[作業指示 1]:
社会保障費削減についての抜粋のうち、「社会保障は重視されている」から「れているというのが事実です。」までを、両端の語句も含めて一字一句違えずに書き写してください。
[作業指示 2]:
次の(a)〜(c)は、社会保障費削減についての抜粋の内容と合っていますか。それぞれ「はい」か「いいえ」で答え、判断の決め手となる抜粋の語句を正確に引用してください。
(a) 「骨太の方針2006」は、経済財政諮問会議の本体で作成された。
(b) 11年度の国と地方の歳出は、128.2兆円と試算された。
(c) 削減額が最も少ないのは人件費である。

[抜粋]:
##########

ー医療界では、毎年の社会保障費2200億円を削ることによって総額1.1兆円の削減を決めた、経済財政諮問会議を敵視する声がよく聞かれます。日本医師会も先月、削減反対の意見広告を新聞に出していました。先生は当時の経済財政諮問会議に裏方としてかかわっておられましたね。


 社会保障費2200億円削減は、「骨太の方針2006」で決まりました。「骨太の方針」は、「2005」までは会議本体で作っていましたが、「2006」は実質的に自民党で作られたから、諮問会議はあまり中身にかかわってないのですよ。「2006」を作成する時に経済担当大臣が竹中平蔵さんから与謝野馨さんに代わったのですが、与謝野さんが主導すると財政再建型になり、財務省ががちがちになると思ったので、当時の小泉純一郎首相の裁定で自民党政調会長中川秀直さんが主導することになったのです。


 では、2200億円がその当時どう考えられたか説明しますね。財政については、国と地方を合わせて▽社会保障▽公共事業▽人件費系▽その他?の大きく4つに分けて考えていきます。それぞれの自然体の伸び率で放っておくとどうなるかを計算し、どう削れるかを見ます。


社会保障は重視されている
 「2006」の考え方はこれ=表=に集約されます。06年度は国と地方で合わせて107.3兆円の歳出が見込まれ、11年度にはそこから自然増で約20兆円膨らんで、128.2兆円と試算されました。この中で最も伸び率が大きく、額が多いのが社会保障費です。例えば、公共投資などは自然増で約3兆円増(18.8兆→21.7兆)ですが5.6兆円の削減、人件費も5兆円増(30.1兆→35.0兆)で2.6兆円の削減です。これに比べて社会保障費は、20兆円増と圧倒的に伸びていますが、削減額は1.6兆円と一番低い。削減額を自然増に対する割合で見ると、社会保障18%、公共投資193%、人件費53%、その他104%。つまり社会保障は一番重視されているというのが事実です。

##########

[データ一覧]:
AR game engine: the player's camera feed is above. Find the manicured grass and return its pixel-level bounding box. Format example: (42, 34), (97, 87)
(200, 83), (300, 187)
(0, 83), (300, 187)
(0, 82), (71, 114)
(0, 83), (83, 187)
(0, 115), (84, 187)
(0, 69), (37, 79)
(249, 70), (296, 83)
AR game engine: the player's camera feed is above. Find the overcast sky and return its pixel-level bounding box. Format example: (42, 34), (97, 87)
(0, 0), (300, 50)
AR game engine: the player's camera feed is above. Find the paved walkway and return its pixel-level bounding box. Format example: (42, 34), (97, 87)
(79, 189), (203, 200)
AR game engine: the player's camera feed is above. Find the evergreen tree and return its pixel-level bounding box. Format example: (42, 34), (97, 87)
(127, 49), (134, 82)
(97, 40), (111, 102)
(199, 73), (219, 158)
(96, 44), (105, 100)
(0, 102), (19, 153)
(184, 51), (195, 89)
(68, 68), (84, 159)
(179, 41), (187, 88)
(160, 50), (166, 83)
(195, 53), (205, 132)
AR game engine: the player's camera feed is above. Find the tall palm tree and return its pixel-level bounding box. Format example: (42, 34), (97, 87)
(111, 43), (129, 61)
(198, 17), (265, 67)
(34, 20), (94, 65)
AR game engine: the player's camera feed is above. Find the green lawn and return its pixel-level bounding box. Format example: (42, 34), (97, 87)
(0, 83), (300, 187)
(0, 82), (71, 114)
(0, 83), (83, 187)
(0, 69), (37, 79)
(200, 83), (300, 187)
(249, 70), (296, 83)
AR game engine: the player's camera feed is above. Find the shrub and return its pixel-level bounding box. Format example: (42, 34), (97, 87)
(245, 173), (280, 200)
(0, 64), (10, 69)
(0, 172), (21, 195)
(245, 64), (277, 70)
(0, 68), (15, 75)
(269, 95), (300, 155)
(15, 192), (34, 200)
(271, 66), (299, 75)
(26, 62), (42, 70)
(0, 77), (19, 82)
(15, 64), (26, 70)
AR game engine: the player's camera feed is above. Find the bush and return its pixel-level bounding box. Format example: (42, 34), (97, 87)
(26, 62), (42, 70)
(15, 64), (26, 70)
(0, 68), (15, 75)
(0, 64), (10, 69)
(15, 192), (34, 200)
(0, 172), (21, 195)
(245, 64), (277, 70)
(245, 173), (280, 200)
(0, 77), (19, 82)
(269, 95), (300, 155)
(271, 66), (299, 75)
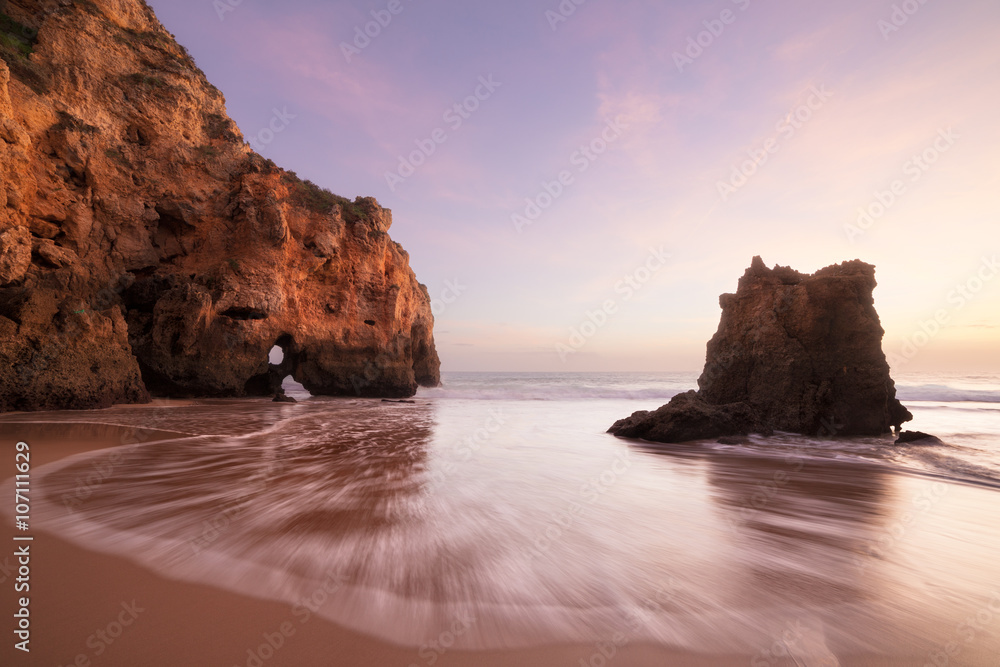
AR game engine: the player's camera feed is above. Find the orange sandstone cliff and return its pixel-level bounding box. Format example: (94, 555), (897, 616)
(0, 0), (440, 410)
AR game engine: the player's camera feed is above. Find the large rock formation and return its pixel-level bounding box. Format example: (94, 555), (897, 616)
(0, 0), (439, 410)
(609, 257), (912, 442)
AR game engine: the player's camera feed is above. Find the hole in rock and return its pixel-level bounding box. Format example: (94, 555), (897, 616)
(221, 308), (267, 320)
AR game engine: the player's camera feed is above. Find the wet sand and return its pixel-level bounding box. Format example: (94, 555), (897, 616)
(0, 424), (748, 667)
(0, 414), (1000, 667)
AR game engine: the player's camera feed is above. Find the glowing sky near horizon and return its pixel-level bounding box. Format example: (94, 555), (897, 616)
(150, 0), (1000, 372)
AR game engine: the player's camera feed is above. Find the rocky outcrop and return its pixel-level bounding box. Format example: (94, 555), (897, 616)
(609, 257), (912, 442)
(0, 0), (439, 410)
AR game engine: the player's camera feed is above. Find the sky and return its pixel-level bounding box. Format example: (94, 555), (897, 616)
(150, 0), (1000, 373)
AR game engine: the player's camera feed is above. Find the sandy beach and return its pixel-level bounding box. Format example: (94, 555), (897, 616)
(0, 394), (1000, 667)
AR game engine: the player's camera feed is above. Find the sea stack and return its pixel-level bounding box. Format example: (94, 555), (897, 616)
(0, 0), (440, 411)
(609, 257), (912, 443)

##########

[解答例 1]:
社会保障は重視されている
 「2006」の考え方はこれ=表=に集約されます。06年度は国と地方で合わせて107.3兆円の歳出が見込まれ、11年度にはそこから自然増で約20兆円膨らんで、128.2兆円と試算されました。この中で最も伸び率が大きく、額が多いのが社会保障費です。例えば、公共投資などは自然増で約3兆円増(18.8兆→21.7兆)ですが5.6兆円の削減、人件費も5兆円増(30.1兆→35.0兆)で2.6兆円の削減です。これに比べて社会保障費は、20兆円増と圧倒的に伸びていますが、削減額は1.6兆円と一番低い。削減額を自然増に対する割合で見ると、社会保障18%、公共投資193%、人件費53%、その他104%。つまり社会保障は一番重視されているというのが事実です。

[解答例 2]:
(a) いいえ。「実質的に自民党で作られた」
(b) はい。「128.2兆円と試算されました」
(c) いいえ。「削減額は1.6兆円と一番低い」